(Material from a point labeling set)
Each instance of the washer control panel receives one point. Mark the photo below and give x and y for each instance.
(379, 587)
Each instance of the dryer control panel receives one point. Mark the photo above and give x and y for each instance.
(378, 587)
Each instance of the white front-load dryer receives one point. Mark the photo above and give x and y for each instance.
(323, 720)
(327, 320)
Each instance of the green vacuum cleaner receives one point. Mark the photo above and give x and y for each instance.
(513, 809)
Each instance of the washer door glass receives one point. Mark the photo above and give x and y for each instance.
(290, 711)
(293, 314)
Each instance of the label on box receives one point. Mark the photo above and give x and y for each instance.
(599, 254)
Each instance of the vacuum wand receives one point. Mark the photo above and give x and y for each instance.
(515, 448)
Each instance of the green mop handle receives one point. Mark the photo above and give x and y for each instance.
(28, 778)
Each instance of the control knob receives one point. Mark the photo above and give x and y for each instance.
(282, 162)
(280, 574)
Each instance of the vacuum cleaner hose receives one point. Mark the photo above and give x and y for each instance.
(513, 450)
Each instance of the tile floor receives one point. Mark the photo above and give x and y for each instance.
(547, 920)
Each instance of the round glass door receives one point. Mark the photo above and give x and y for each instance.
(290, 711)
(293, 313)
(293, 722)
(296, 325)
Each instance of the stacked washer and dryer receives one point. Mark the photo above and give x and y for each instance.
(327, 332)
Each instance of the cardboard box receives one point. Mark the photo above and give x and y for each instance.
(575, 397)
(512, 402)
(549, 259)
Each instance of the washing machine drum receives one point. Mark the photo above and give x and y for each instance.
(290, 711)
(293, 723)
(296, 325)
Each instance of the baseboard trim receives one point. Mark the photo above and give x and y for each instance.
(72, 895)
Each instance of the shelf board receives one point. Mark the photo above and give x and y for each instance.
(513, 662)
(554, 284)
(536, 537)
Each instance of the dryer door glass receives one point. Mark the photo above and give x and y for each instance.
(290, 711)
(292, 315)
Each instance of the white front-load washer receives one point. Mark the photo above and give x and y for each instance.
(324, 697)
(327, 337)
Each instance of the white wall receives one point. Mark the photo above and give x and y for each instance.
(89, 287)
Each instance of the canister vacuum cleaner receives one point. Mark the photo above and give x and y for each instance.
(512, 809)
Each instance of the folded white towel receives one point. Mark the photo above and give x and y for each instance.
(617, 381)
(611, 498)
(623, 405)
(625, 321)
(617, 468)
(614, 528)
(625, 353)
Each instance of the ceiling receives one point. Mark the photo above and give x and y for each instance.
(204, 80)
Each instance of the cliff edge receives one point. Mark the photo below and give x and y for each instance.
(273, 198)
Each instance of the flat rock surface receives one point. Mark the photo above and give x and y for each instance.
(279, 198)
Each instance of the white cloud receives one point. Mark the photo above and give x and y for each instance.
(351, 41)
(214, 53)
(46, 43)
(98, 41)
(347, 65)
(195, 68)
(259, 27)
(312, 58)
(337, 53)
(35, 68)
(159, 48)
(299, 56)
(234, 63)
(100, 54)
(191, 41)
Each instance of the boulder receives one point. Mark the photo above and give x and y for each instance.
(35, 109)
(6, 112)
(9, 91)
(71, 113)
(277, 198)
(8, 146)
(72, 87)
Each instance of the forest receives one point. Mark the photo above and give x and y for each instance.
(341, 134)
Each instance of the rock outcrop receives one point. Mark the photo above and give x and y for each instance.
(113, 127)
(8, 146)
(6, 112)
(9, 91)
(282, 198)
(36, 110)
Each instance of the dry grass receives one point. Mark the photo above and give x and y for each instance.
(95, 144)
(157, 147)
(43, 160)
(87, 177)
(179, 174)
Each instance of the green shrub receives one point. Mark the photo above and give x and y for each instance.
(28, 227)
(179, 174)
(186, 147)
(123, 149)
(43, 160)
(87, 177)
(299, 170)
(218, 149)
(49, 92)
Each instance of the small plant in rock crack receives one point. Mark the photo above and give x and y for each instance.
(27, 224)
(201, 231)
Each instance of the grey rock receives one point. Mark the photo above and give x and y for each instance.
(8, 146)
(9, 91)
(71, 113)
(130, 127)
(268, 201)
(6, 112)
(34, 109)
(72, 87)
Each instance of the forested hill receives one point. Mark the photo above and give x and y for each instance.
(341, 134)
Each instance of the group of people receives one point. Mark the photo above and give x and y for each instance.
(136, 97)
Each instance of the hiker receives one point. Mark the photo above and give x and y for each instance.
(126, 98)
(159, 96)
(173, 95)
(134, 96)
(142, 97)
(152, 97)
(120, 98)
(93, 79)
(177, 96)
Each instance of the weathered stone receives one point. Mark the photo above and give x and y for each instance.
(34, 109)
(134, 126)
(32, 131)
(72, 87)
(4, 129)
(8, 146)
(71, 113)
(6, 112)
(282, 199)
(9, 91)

• [WORK TO COMPLETE] Put the material into a two-column CSV with the columns "request" and "answer", one row per request, starting with the line containing "Each instance of the hiker" and going on through the end of the material. Place each request's text and its answer in single quoted fields, replacing line breaks with spaces.

• [TASK RESULT]
request,answer
"Each instance of the hiker receives one point. Mark the photo above and give x and y for each instance.","(126, 98) (159, 96) (173, 95) (134, 96) (142, 97) (152, 97) (120, 98) (93, 79) (177, 96)"
"Each instance of the weathered stone receives one point. Mark the photo above and give x and y for each instance.","(34, 109) (134, 126) (32, 131) (72, 87) (4, 129) (8, 146) (71, 113) (6, 112) (282, 199) (9, 91)"